DO THIS: Return every line of the items below that contains the string "flame", copying each one in full.

DATA ROWS:
════
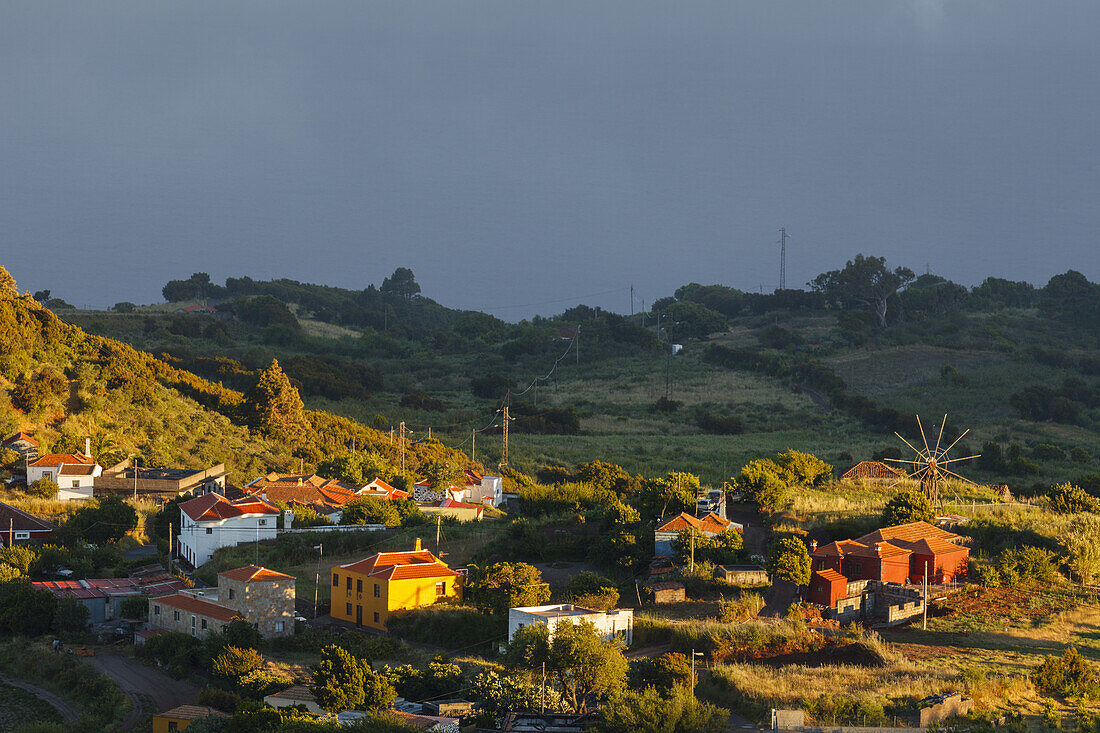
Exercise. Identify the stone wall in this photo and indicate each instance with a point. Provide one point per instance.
════
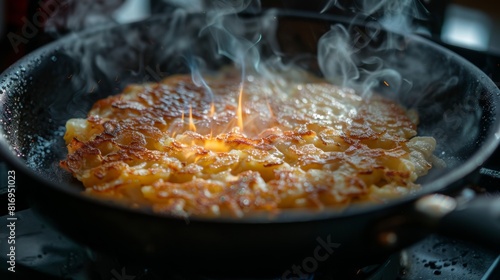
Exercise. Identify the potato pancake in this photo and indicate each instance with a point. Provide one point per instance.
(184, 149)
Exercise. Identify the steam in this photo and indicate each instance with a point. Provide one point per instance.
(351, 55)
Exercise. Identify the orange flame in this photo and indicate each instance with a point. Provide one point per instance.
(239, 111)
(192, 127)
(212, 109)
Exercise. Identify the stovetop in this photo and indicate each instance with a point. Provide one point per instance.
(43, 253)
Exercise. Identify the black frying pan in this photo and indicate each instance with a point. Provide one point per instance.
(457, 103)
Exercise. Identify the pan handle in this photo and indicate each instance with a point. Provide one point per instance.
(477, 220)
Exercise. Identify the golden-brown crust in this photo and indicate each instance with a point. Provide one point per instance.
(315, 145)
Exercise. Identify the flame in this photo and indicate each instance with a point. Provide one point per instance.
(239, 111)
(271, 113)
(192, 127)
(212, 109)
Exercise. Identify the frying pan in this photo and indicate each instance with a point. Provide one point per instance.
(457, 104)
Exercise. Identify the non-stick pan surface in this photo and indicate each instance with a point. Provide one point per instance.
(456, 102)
════
THE RESPONSE:
Exercise. Identify the orange flame in this photo and indicate each instance with a point. Provide one point per instance.
Exercise. Identify the flame in this photo and indicate each instance with a point. Provide one point per instance.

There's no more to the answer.